Recorded information below:
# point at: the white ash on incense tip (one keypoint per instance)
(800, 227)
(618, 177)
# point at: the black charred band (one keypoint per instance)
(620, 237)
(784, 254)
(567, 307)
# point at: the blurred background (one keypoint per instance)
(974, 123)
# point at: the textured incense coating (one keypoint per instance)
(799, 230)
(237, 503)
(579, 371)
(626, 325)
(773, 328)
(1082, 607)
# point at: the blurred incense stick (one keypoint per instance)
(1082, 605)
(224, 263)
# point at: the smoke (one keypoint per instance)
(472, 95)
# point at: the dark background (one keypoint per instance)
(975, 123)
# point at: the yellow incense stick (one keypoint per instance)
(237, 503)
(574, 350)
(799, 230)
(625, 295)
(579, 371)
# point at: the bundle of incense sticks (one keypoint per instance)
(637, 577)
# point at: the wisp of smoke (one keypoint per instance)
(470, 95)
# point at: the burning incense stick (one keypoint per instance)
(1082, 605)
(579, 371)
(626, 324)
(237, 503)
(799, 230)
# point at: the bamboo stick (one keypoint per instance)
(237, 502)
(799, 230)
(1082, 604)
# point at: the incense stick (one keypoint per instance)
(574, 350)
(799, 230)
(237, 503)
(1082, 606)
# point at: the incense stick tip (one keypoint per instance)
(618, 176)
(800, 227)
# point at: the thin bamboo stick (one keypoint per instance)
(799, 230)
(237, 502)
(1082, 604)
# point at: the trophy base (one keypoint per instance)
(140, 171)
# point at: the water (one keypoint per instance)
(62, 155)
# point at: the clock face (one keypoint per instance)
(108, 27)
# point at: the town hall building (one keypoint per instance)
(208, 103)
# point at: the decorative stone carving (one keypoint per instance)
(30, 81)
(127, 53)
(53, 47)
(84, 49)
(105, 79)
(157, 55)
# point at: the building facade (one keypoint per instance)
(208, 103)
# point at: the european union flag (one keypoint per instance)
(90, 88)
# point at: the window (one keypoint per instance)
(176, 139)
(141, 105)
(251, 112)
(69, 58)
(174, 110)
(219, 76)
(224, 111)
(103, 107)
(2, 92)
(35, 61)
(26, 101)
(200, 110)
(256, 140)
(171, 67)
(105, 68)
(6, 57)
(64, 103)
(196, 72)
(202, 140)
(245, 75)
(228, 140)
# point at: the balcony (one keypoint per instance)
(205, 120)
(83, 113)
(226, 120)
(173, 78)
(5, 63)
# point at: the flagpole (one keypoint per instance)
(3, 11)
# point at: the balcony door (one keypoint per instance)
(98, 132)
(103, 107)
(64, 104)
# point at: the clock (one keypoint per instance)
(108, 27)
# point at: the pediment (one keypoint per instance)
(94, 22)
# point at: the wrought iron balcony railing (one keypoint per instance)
End of Recorded information.
▸ What the exercise asks
Write down all of the records again, word for word.

▸ Answer to this exercise
# point at: the white ash on incense tip (one keypoint per instance)
(800, 227)
(618, 177)
# point at: the black charred band (one keypoint per instance)
(620, 237)
(784, 254)
(567, 307)
# point at: the blurred background (one keypoint per instance)
(974, 123)
# point at: the textured incense coating (one keypoint per instance)
(799, 230)
(237, 503)
(579, 371)
(626, 325)
(773, 328)
(1082, 607)
# point at: the blurred incense stick (one keypoint per instance)
(1082, 605)
(224, 263)
# point at: the smoke (one keypoint per instance)
(472, 95)
# point at: the dark background (one keypoint per instance)
(975, 123)
# point at: the yellow incense stick (one keypoint per instance)
(237, 503)
(574, 350)
(799, 230)
(625, 295)
(579, 371)
# point at: the bundle of incense sticks (one keypoint per instance)
(637, 577)
# point at: the wisp of smoke (one keypoint per instance)
(470, 95)
# point at: the burning incense stick (one keypoint per instance)
(1082, 605)
(579, 371)
(626, 324)
(237, 503)
(799, 230)
# point at: the bamboo stick (one keypoint per instance)
(237, 502)
(799, 230)
(1082, 604)
# point at: the incense stick (one keypoint per instance)
(574, 350)
(799, 230)
(237, 503)
(1082, 606)
# point at: the incense stick tip (one keypoint per instance)
(618, 176)
(800, 227)
# point at: the thin bamboo stick (one keypoint per instance)
(799, 230)
(237, 502)
(1082, 604)
# point at: the trophy base (one keypoint per instance)
(140, 171)
# point at: the water (one keypoint per instance)
(62, 155)
# point at: the clock face (one keypoint per instance)
(108, 27)
# point at: the town hall building (one keypoint per instance)
(208, 103)
# point at: the decorative stone carving (one keypoint per instance)
(30, 81)
(127, 53)
(53, 47)
(84, 49)
(105, 79)
(157, 55)
# point at: the building facade (one keypoint per instance)
(208, 103)
# point at: the european union flag (one keypoint per instance)
(90, 88)
# point at: the window (one keypoint per instance)
(176, 139)
(141, 105)
(251, 112)
(69, 58)
(174, 110)
(219, 76)
(224, 111)
(103, 107)
(2, 92)
(35, 61)
(26, 101)
(200, 110)
(256, 140)
(171, 67)
(105, 68)
(6, 57)
(64, 103)
(196, 72)
(202, 140)
(245, 75)
(228, 140)
# point at: the balcony (one keypoint per instance)
(205, 120)
(83, 113)
(226, 120)
(173, 78)
(5, 63)
# point at: the flagpole (one keypoint per instance)
(3, 11)
# point at: the balcony door (one keypoint per instance)
(98, 132)
(103, 107)
(64, 104)
# point at: the clock (one keypoint per instance)
(108, 27)
# point at: the pediment (one keypoint per instance)
(94, 22)
# point at: the wrought iron balcony railing (one keypoint per instance)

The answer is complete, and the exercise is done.